→ **Task instructions**
Find the line containing "If you could tag the rocky". Reproduce it and every line after it up to the end of the records, exactly as written.

→ **Source records**
## begin
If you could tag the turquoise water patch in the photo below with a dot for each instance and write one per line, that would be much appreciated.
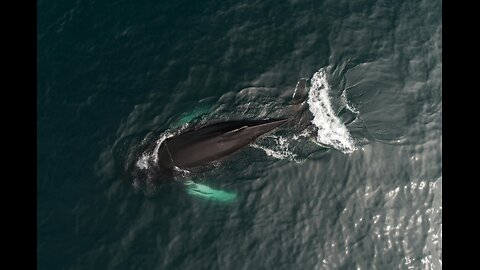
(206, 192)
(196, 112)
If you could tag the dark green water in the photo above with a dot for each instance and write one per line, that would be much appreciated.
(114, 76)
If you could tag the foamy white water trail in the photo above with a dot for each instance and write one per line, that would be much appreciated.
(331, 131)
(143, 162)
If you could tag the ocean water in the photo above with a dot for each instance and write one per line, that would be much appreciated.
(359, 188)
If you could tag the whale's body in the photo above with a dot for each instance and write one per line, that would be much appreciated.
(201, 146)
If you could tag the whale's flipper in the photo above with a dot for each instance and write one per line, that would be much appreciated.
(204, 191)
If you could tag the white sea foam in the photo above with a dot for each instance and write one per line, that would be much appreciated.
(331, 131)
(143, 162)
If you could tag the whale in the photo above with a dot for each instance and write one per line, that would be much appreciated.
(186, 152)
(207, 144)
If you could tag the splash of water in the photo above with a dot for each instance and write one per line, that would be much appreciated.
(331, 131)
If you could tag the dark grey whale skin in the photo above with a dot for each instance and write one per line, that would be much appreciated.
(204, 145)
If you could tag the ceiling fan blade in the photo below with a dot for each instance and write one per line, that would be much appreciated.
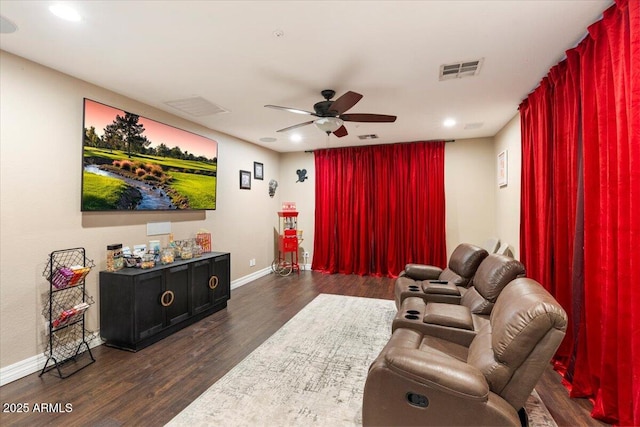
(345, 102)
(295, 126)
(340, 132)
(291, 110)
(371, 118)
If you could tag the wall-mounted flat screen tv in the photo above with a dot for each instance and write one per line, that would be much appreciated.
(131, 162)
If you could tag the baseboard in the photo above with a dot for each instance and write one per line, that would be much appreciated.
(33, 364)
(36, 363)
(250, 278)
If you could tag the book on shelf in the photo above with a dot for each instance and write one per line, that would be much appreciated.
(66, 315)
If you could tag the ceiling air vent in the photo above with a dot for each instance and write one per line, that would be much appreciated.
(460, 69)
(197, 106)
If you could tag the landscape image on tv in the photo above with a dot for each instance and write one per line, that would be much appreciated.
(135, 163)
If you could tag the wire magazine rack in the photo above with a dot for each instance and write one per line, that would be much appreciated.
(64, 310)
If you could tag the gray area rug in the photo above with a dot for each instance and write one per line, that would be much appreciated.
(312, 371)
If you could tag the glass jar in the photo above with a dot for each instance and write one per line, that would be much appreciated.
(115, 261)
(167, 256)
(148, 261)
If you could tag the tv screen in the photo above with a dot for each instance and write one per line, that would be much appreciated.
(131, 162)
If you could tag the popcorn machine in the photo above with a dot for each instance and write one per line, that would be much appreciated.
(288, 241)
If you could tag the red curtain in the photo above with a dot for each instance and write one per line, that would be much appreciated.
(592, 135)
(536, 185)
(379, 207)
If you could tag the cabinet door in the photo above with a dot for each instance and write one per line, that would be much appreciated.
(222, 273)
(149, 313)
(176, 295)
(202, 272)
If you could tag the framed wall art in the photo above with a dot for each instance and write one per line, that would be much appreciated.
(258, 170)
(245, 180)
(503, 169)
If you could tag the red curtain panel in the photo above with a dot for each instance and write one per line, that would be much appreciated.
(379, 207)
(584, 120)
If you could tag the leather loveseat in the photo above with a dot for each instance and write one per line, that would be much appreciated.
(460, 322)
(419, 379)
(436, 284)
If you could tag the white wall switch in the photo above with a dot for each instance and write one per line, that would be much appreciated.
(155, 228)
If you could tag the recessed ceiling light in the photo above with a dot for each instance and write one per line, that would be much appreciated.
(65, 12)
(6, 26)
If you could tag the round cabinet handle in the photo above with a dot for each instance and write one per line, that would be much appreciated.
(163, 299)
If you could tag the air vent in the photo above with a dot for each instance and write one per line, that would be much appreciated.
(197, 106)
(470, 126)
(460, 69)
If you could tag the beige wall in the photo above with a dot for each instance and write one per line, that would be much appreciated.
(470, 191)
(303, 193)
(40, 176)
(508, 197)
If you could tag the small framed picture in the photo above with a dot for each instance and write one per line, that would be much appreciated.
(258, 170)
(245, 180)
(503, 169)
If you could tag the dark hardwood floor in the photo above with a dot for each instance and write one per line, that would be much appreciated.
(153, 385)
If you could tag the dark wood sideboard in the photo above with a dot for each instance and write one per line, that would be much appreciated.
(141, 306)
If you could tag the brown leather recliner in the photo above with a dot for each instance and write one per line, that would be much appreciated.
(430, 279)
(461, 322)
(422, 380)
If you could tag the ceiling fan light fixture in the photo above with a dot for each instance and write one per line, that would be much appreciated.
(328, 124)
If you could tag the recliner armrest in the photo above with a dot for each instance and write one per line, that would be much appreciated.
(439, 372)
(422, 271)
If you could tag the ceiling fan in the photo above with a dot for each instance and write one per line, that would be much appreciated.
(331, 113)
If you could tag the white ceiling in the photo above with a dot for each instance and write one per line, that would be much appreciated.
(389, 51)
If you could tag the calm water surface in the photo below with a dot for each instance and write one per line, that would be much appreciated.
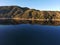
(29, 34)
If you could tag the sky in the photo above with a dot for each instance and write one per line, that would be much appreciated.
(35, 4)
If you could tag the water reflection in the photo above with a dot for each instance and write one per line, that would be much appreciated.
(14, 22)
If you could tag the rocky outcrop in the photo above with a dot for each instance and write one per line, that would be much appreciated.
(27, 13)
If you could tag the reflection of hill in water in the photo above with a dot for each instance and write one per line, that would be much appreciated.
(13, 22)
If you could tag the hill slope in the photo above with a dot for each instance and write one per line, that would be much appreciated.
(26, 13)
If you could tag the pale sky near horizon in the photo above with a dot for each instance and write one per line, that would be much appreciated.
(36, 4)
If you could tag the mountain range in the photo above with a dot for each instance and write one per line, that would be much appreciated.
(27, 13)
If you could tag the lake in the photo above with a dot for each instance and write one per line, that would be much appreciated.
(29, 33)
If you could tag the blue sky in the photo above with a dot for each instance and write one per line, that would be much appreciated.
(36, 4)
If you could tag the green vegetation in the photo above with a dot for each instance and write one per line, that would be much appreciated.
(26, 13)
## end
→ **Answer to this task**
If you could tag the rocky outcrop in the photo above with a dot for each instance and write one per line, that would be much appreciated.
(27, 13)
If you could tag the reflection of hill in water in the photo above with a dot for each instance and write one per line, that would be much appreciated.
(13, 22)
If you could tag the hill slope in the photo above with a dot for each instance and write one per line, that would be much appreciated.
(26, 13)
If you could tag the pale sky near horizon in the photo above with a dot for each instance and write one per line, that would be much appreciated.
(36, 4)
If you could tag the mountain range in the photo above with a dot for each instance and write one per line, that would be much appreciated.
(27, 13)
If you could tag the lake in the photo above with a dot for each instance and write one per line, that would be much appreciated.
(29, 33)
If you could tag the blue sky in the photo above with a dot for each instance and write one per line, that would be much appreciated.
(36, 4)
If you could tag the green vegetation in the photo above with a dot for each instance and write one per line, that would be much appreciated.
(26, 13)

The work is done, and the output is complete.